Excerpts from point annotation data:
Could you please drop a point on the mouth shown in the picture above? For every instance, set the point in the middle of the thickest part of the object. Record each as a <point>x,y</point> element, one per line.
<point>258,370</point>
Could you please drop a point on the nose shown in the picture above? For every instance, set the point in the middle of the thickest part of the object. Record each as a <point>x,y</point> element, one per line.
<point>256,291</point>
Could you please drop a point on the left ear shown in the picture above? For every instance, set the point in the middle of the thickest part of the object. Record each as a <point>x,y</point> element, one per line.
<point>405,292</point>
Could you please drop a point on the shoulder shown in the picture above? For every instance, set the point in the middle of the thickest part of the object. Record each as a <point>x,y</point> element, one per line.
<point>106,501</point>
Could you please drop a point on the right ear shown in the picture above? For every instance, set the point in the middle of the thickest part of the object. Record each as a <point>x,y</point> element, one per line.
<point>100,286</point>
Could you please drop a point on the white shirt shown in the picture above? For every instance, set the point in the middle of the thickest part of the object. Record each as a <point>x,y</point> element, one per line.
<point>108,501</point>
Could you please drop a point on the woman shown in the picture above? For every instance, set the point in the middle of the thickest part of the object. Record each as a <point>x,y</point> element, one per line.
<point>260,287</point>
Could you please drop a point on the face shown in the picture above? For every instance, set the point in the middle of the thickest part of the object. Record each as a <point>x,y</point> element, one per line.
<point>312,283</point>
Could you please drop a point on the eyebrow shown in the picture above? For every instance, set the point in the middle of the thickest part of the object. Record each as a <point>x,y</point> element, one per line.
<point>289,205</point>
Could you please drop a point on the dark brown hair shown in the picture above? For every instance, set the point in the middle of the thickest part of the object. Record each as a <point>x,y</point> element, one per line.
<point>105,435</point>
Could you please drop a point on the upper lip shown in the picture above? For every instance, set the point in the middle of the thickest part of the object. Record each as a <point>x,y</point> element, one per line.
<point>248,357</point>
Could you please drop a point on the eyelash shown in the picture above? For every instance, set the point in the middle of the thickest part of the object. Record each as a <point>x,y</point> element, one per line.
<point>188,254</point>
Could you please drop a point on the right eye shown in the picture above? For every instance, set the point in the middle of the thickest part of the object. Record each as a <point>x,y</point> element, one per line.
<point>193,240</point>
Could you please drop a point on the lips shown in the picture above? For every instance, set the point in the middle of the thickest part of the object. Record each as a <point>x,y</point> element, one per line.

■ Objective
Edit all of the items above, replacing every instance of "thickest part" with "widest part" and leaving everything else unchanged.

■ Response to the exercise
Could you please drop a point on the mouth shown in the picture above? For every instance, set the point in the middle of the widest part of the object. Record each as a <point>x,y</point> element, one per line.
<point>258,370</point>
Could you please drop a point on the nose shown in the picture above? For every instance, set the point in the middle of the widest part of the object. Record each as a <point>x,y</point> element, one per line.
<point>256,291</point>
Could you please drop a point on the left ear shown in the picture above? For every instance, set the point in the middle of the widest part of the object. Record each as a <point>x,y</point> element, one per line.
<point>405,292</point>
Could you please drop a point on the shoulder shown in the picture above? For every instance, set the point in the middle of the widest part of the object. Record each as a <point>x,y</point> element, one per line.
<point>106,501</point>
Could you please drop a point on the right ear shown in the picture above? For every instance, set the point in the middle of the widest part of the object. Record each as a <point>x,y</point> element, one per line.
<point>100,286</point>
Could you please drop a point on the white shirt shown in the picture above? For every instance, set the point in the middle of the widest part of the object. Record each as a <point>x,y</point> element, one per line.
<point>108,501</point>
Could you please drop a point on the woman shown in the picture above? For every instance, set the point in the middle of the widest part of the object. Record each as a <point>x,y</point> element, one per line.
<point>260,287</point>
Could you please drop a point on the face shown in the picture above? For every instance, set the point in the middle of the widest part of the object. Record each as a <point>x,y</point> element, one per line.
<point>312,283</point>
Could you please drop a point on the eyebrow shown in the picture above? For every instance, set the point in the middle of the widest part of the object. Record each as a <point>x,y</point> element, one per line.
<point>289,205</point>
Could you please drop a point on the dark brown hair shown in the picture above? For every instance, set the point in the middle of the widest part of the object. Record each as a <point>x,y</point> element, one per line.
<point>105,435</point>
Could you please drop a point on the upper lip shown in the picture above? For every instance, set the point in the middle of the widest part of the object. Record each as a <point>x,y</point> element, one per line.
<point>248,357</point>
Could you please drop a point on the eyelash shown in the picture above? For every instance, set the point in the middle of the widest part of the object. Record each as a <point>x,y</point> element, one per line.
<point>188,254</point>
Could you please drop a point on the right eye shown in the picture above? For every instance, set the point in the middle of the widest part of the object. Record each as a <point>x,y</point> element, one per line.
<point>193,240</point>
Could you please drop a point on the lips shown in the picture above? For every instance, set the point in the middle of the widest part of the object. Record each as a <point>x,y</point> element, one per line.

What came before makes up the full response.